### Task description
Your answer must be an exact copy of all the entries.

--------------------

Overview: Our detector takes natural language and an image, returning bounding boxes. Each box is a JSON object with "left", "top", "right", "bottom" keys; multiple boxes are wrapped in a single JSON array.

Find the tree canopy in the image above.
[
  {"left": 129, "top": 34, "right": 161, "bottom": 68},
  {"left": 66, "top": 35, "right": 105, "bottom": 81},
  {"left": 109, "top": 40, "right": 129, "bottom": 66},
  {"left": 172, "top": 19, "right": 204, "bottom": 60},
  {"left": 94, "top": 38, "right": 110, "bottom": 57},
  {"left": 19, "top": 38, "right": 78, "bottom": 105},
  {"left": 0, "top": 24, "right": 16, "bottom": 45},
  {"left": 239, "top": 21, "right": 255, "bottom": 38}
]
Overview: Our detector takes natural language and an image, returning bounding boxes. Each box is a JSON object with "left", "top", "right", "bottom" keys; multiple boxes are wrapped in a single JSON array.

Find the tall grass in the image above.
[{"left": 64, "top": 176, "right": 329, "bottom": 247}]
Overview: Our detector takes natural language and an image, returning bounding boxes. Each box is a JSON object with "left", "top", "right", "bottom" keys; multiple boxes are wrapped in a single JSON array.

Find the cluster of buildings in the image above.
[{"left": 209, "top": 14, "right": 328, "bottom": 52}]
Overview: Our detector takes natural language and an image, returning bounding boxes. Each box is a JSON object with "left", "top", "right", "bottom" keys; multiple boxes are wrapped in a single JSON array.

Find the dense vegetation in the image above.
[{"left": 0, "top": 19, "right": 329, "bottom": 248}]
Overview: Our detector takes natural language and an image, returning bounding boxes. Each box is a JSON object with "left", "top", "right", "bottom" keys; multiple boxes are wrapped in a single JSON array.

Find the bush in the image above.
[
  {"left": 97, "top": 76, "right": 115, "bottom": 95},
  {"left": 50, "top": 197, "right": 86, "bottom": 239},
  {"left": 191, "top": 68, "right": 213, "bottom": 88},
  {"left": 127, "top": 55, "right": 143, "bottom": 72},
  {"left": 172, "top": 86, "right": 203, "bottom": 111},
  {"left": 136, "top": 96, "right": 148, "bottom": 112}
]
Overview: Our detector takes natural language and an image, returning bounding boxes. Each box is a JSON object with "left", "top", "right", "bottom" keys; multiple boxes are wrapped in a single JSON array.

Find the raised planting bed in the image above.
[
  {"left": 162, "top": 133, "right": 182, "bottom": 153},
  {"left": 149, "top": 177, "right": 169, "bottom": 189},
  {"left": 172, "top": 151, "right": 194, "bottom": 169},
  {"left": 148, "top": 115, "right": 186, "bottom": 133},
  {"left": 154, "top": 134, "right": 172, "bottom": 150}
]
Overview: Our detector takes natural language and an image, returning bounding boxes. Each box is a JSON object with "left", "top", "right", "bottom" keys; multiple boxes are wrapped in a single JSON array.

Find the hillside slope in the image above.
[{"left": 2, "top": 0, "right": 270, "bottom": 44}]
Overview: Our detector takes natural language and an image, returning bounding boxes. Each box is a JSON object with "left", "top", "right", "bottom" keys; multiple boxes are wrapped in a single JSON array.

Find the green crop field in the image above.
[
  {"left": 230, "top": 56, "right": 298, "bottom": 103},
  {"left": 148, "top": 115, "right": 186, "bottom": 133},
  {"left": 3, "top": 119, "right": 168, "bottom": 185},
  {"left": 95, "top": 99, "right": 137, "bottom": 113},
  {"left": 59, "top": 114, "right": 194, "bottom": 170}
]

--------------------

### Written solution
Overview: Our detector takes natural language and an image, returning bounding boxes. Each box is a JSON object with "left", "top", "right", "bottom" keys; multiple boxes are wrapped in a single JSON array.

Find the tree canopy in the image above.
[
  {"left": 129, "top": 34, "right": 161, "bottom": 68},
  {"left": 66, "top": 35, "right": 105, "bottom": 81},
  {"left": 109, "top": 40, "right": 129, "bottom": 66},
  {"left": 172, "top": 19, "right": 204, "bottom": 60},
  {"left": 94, "top": 38, "right": 110, "bottom": 57},
  {"left": 19, "top": 38, "right": 78, "bottom": 105},
  {"left": 0, "top": 24, "right": 16, "bottom": 45},
  {"left": 239, "top": 21, "right": 255, "bottom": 38}
]
Overview: Our detector takes natural language and an image, returning bounding boxes. Each box is a JSON object with "left", "top", "right", "bottom" keys; multiple boxes are wrapped in a single JSON array.

Find the tall grass in the image above.
[{"left": 64, "top": 176, "right": 329, "bottom": 247}]
Overview: Our detector takes natural language and an image, returning bounding boxes. Each box is a JSON object with "left", "top", "right", "bottom" keys; multiple boxes are wrapped in a single JSON array.

Find the cluster of buildings in the image above.
[{"left": 209, "top": 14, "right": 328, "bottom": 52}]
Overview: Our detector takes natural language and an image, returning bounding boxes. Each box is a JSON object with "left", "top", "right", "bottom" keys; multiple boxes are wrapped in a single JSON array.

Find the dense vegetation in the image above.
[{"left": 0, "top": 19, "right": 329, "bottom": 248}]
Overview: Our detector takes natural language and an image, returning bounding boxes. Each box is a JSON object with "left", "top", "right", "bottom" keys; multiple boxes are wrapped in a single JSON array.

Find the bush in the image above.
[
  {"left": 97, "top": 76, "right": 115, "bottom": 95},
  {"left": 50, "top": 197, "right": 86, "bottom": 239},
  {"left": 191, "top": 68, "right": 213, "bottom": 88},
  {"left": 127, "top": 55, "right": 143, "bottom": 72},
  {"left": 172, "top": 86, "right": 203, "bottom": 111},
  {"left": 136, "top": 96, "right": 148, "bottom": 112}
]
Overview: Our detector takes natural language and an image, returning bounding boxes. Each box is a JSON object with "left", "top", "right", "bottom" keys; multiple boxes are wrapped in a single JSON array.

Find the raised planting bed in the image above.
[
  {"left": 162, "top": 133, "right": 182, "bottom": 153},
  {"left": 149, "top": 177, "right": 169, "bottom": 189},
  {"left": 172, "top": 151, "right": 194, "bottom": 169},
  {"left": 148, "top": 115, "right": 186, "bottom": 133},
  {"left": 154, "top": 134, "right": 172, "bottom": 150}
]
Overview: Our detector takes natural language and an image, returning bounding boxes. Each box is a JSON object with "left", "top", "right", "bottom" keys; multiple boxes are wrapped in a single JSON array.

Find the hillside slope in the image above.
[{"left": 2, "top": 0, "right": 270, "bottom": 44}]
Overview: Our detector takes natural language and an image, returning bounding boxes. Each box is a JSON object with "left", "top", "right", "bottom" keys; multiple boxes are wrapped in a single JSON array.

Find the green crop field in the image above.
[
  {"left": 230, "top": 56, "right": 298, "bottom": 103},
  {"left": 148, "top": 115, "right": 186, "bottom": 133},
  {"left": 3, "top": 119, "right": 168, "bottom": 185},
  {"left": 95, "top": 99, "right": 137, "bottom": 113},
  {"left": 59, "top": 114, "right": 194, "bottom": 170}
]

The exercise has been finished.